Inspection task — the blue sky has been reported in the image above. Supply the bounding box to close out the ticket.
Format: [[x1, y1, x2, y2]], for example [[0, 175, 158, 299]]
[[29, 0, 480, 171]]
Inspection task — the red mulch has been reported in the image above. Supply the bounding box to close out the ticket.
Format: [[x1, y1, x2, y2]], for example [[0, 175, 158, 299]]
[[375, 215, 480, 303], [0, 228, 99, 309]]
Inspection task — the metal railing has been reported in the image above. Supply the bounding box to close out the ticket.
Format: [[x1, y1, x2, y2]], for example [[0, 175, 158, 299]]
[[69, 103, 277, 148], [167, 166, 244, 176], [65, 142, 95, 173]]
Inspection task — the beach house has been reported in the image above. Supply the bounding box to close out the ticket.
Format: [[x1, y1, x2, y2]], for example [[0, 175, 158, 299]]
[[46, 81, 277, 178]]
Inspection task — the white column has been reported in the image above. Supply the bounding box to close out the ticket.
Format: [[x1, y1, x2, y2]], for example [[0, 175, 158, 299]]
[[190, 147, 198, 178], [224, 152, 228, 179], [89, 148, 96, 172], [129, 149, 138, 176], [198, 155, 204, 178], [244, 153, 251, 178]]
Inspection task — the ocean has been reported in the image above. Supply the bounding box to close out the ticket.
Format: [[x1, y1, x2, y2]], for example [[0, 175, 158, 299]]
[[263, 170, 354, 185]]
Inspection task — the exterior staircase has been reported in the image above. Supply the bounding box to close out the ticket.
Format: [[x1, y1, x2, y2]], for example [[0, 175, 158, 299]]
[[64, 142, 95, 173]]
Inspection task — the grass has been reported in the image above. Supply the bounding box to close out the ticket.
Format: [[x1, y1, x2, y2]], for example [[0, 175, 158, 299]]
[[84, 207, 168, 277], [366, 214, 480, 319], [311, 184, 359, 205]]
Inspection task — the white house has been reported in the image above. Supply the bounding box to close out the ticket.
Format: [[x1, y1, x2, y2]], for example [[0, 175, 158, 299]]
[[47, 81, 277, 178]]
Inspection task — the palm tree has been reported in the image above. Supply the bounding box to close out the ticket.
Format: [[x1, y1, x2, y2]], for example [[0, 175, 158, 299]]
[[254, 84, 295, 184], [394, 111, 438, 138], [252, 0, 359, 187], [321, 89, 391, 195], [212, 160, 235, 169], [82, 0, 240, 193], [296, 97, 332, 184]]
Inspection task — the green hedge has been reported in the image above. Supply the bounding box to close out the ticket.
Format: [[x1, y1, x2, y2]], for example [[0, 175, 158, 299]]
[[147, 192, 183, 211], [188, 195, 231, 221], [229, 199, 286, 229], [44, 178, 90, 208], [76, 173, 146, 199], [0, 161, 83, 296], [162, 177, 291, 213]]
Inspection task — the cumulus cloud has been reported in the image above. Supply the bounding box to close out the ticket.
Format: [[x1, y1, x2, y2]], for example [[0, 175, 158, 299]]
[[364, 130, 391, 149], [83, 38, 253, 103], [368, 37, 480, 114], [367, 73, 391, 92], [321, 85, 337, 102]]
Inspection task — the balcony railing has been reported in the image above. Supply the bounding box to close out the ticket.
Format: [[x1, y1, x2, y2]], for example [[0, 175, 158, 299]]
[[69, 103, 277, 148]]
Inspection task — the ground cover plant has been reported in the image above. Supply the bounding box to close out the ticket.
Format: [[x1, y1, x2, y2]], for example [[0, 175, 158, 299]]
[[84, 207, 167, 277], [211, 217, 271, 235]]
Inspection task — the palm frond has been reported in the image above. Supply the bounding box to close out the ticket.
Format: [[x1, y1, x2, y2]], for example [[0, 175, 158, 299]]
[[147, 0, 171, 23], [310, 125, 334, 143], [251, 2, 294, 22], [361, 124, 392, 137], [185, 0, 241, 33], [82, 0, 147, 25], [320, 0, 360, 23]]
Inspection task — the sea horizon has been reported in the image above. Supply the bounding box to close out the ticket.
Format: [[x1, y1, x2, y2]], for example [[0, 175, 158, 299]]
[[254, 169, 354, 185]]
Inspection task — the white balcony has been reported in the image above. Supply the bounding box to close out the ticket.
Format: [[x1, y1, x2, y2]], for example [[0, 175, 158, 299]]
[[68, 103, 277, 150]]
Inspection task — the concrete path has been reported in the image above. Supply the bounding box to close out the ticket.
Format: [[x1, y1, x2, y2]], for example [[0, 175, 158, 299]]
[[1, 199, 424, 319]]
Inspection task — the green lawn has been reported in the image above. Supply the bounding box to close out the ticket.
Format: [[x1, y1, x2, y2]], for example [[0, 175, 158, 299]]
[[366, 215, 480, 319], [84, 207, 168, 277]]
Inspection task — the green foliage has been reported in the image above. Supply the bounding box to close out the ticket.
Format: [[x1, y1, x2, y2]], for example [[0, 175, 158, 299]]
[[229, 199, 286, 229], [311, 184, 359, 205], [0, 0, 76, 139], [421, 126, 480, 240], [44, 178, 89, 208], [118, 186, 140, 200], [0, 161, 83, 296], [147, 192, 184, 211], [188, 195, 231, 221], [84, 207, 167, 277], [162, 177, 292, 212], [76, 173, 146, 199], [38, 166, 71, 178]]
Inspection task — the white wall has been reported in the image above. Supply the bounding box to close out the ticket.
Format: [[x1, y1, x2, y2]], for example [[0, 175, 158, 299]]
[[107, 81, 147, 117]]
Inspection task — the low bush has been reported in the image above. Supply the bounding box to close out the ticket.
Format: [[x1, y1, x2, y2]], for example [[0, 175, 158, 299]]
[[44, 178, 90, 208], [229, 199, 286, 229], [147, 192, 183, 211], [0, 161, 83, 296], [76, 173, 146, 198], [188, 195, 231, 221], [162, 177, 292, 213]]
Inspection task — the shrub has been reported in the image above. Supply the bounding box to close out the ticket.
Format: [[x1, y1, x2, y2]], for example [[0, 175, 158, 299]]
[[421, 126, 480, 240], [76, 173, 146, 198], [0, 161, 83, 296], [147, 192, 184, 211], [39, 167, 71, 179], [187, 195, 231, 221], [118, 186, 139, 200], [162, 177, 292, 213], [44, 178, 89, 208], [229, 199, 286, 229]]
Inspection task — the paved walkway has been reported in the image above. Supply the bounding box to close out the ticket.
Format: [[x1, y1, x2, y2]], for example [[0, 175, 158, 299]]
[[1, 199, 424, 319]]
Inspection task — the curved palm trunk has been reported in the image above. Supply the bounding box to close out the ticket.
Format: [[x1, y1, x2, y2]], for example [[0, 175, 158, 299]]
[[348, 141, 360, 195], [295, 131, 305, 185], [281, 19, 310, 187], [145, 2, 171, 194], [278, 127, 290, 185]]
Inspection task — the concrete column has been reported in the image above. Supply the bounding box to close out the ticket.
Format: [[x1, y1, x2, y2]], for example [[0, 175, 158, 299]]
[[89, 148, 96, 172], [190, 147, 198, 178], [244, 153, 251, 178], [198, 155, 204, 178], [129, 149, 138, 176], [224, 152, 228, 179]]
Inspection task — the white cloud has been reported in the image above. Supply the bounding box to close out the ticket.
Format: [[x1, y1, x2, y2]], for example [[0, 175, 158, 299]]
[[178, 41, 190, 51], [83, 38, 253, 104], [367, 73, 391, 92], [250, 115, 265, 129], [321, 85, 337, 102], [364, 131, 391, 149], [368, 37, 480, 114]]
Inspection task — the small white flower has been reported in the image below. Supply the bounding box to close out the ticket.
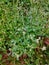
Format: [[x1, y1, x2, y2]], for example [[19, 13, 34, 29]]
[[9, 48, 11, 51], [16, 54, 19, 60], [41, 46, 46, 51], [36, 39, 39, 44], [21, 2, 23, 4], [38, 37, 41, 40]]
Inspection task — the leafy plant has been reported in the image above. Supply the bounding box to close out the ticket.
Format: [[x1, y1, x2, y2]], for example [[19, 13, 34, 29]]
[[0, 0, 49, 65]]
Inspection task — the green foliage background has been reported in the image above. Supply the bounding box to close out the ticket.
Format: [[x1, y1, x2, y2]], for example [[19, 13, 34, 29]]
[[0, 0, 49, 65]]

----

**WHAT THE TASK ASKS**.
Taking the material above, extract exactly and only the lines from the line with "Inspection task — the balcony" to the line with "Inspection task — the palm frond", inclusive of both.

**FINAL ANSWER**.
Inspection task — the balcony railing has been reported in the image above. Supply the bounding box to close out the ticket.
Format: [[x1, y1, x2, y2]], for example [[0, 175, 158, 299]]
[[69, 103, 277, 148]]
Inspection task — the ground cover plant has been reported in the image above. Supply the bounding box to close out the ticket.
Format: [[x1, y1, x2, y2]], for example [[0, 175, 158, 299]]
[[84, 207, 167, 277], [211, 217, 271, 235]]
Inspection task — the palm frond has been reported in the image above. Supply the bounding box to close out the ticket.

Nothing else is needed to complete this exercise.